Your goal —
Starting at the line with "Exercise. Mark every instance of the white face", retype every line through the end of the listing exactly as written, and nothing before it.

Exercise data —
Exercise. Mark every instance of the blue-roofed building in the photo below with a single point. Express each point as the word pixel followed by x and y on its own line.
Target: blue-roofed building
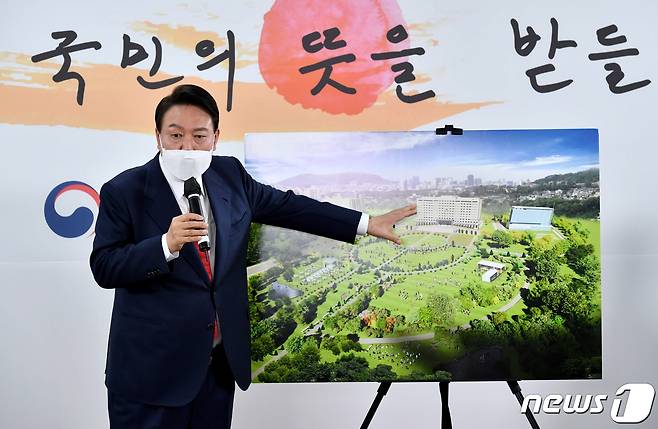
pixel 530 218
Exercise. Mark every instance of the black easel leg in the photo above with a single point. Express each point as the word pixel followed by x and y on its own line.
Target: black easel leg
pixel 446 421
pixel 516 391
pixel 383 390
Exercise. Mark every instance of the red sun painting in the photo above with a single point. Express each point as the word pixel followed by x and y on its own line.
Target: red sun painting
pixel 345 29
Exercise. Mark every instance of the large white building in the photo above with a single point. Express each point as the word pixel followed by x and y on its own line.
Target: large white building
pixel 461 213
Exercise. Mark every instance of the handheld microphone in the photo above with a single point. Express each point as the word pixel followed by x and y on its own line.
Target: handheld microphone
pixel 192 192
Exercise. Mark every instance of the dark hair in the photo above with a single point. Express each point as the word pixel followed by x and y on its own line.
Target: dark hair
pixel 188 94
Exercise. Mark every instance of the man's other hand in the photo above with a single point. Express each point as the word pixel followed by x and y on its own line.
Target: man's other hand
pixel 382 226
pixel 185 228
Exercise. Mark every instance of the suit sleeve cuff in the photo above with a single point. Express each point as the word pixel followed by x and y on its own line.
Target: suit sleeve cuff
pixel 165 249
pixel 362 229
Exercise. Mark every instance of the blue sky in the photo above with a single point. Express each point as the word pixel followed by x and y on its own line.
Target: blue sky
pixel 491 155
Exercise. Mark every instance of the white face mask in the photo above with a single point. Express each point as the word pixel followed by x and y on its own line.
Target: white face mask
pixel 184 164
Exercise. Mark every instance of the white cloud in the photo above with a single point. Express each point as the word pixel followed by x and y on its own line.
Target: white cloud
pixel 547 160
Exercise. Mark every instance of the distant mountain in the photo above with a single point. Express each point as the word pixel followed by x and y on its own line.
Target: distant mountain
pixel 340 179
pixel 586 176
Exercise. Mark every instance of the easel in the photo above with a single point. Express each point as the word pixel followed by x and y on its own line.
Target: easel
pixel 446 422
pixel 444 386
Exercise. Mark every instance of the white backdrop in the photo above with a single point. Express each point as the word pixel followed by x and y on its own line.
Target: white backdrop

Answer area —
Exercise. Mark every instance of the white face mask in the photo above with a single point. Express each point as the word pixel followed by x and y on its own line.
Target: white face mask
pixel 184 164
Exercise. Mark every instance of the white cloud in the photo above with a single point. Express each point as the word pixel followed by x and y on its own line.
Target: white cloud
pixel 547 160
Exercise. Mark every instance of the distant mountain in the photo above with a single point. Express each point as the word pixel followed by x and y on its own line.
Target: distant mountain
pixel 340 179
pixel 586 176
Exercise. Mark every instance of the easel in the photo above with a single point. Express each point as the word pixel followed by x and y on its own line.
Target: easel
pixel 446 422
pixel 444 386
Exercise. Mark every instance of the white backdrop in the photo above with a single point. Express each point as the word pixel followed by x and y on its own line.
Target: white backdrop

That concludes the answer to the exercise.